**TRY IT**
Take the line containing "Locate the framed" and all lines after it to the end of the records, and output them exactly.

**Region pointing data**

++++++

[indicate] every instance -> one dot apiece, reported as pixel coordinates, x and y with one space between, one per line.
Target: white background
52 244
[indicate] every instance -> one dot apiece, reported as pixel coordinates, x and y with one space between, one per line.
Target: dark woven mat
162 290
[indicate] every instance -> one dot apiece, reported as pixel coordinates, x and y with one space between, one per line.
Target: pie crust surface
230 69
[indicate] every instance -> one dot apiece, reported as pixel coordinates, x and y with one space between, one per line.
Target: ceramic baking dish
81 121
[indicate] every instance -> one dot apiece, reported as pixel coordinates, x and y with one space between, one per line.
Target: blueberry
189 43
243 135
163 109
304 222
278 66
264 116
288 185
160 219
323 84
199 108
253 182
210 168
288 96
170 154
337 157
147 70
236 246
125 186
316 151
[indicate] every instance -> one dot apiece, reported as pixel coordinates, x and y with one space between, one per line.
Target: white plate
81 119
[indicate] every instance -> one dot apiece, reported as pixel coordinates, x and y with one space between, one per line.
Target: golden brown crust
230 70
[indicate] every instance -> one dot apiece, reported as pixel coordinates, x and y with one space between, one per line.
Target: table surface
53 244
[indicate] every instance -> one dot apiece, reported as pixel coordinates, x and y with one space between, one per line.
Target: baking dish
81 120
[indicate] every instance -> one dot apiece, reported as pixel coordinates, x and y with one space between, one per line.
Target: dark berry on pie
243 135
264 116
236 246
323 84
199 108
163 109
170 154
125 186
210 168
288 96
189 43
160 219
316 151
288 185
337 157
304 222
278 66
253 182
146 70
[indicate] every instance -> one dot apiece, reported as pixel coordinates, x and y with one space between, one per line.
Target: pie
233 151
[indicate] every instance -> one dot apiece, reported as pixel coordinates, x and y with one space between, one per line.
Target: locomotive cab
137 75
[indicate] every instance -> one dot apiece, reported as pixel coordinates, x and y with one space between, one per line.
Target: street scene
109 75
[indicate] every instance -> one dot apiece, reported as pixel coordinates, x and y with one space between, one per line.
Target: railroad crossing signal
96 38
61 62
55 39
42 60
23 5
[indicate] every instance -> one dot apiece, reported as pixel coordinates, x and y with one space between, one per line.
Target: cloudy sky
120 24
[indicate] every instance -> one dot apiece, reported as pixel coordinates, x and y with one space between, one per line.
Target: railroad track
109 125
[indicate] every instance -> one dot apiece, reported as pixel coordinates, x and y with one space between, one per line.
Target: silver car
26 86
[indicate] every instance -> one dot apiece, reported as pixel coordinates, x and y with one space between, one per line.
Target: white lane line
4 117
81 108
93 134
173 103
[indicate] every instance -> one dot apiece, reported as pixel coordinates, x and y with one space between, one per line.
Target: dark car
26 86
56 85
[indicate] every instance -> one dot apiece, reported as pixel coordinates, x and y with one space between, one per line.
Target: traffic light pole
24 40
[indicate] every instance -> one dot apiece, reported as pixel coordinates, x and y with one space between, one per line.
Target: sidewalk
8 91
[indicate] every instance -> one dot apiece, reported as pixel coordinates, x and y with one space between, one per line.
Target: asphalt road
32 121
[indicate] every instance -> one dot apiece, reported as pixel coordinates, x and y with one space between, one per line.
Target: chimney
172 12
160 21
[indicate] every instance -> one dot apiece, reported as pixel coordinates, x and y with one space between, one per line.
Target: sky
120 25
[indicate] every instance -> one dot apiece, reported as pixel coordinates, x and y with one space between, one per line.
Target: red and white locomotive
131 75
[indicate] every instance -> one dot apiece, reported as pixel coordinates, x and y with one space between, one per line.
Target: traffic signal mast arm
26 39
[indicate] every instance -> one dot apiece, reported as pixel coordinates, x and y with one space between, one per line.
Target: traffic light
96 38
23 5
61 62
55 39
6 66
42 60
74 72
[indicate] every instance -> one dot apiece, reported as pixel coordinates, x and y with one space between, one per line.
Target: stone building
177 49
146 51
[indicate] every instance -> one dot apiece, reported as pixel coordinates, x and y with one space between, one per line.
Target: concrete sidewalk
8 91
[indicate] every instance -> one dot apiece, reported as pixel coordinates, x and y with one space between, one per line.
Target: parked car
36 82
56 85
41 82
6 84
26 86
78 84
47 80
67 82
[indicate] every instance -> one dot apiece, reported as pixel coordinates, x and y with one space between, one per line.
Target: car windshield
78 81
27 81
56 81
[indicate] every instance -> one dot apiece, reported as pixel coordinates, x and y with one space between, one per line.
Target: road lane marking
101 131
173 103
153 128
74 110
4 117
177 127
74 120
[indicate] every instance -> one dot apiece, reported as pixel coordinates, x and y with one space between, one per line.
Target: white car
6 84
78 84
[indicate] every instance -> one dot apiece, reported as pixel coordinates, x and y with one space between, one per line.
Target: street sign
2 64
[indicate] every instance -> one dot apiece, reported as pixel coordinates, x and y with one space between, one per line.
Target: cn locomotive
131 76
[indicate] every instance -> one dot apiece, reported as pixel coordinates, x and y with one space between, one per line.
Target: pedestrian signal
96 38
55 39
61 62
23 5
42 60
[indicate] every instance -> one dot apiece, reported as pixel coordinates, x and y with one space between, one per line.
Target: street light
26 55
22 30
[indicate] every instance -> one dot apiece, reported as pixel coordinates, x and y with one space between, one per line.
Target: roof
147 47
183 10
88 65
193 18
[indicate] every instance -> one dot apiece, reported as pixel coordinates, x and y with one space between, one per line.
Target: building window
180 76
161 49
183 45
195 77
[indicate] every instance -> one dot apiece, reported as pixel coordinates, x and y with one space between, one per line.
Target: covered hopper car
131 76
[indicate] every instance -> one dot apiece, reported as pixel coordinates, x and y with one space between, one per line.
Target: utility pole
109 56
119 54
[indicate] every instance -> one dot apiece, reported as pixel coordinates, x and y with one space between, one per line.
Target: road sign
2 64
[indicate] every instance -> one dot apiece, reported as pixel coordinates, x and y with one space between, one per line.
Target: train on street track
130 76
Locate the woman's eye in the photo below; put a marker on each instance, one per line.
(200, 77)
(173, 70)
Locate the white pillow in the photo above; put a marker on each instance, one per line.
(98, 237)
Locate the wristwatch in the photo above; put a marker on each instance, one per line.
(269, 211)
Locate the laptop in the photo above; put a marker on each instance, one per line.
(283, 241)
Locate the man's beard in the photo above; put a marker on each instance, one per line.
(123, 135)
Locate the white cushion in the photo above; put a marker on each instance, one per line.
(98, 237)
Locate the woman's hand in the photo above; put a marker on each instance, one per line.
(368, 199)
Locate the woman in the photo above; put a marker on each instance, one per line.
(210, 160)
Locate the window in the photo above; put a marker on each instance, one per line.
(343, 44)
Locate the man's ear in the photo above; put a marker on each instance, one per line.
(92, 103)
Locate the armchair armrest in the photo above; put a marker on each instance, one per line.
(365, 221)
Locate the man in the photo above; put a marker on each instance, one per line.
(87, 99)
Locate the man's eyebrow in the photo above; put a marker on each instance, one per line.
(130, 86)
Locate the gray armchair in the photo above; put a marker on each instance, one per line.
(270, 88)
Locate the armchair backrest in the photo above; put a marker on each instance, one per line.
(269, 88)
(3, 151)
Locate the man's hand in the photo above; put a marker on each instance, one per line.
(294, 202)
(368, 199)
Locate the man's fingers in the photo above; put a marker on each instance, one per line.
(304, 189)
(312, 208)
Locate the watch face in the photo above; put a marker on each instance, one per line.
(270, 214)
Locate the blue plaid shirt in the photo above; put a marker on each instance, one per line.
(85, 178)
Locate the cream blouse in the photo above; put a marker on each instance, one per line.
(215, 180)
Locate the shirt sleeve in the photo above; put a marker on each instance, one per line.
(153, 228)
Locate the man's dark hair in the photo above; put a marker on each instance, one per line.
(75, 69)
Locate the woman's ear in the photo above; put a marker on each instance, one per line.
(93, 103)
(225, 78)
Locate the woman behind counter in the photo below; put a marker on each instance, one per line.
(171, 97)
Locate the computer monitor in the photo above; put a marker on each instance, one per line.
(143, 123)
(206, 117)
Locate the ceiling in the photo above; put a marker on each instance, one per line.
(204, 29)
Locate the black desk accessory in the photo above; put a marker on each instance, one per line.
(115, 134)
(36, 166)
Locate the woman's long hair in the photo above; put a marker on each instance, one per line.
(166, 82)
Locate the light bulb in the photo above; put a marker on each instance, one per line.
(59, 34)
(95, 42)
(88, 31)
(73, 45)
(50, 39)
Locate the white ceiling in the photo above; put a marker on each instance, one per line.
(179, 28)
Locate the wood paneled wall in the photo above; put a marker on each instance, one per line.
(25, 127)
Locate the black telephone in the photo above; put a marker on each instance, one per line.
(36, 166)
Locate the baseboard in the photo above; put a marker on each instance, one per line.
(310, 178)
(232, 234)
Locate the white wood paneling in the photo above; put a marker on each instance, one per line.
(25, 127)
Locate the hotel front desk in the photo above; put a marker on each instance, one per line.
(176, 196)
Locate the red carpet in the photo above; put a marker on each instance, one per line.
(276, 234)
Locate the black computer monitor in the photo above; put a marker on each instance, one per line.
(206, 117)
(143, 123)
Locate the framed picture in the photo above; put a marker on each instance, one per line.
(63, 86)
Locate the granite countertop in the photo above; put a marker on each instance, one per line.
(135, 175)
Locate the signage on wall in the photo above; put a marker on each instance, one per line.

++++++

**RESPONSE**
Locate the framed picture in the photo above; put a marker on each instance, one per line.
(63, 86)
Locate the granite countertop in the photo above; put a marker on each instance, one per line.
(135, 175)
Locate the signage on wall in the photo above; put a marker on each instance, one per line.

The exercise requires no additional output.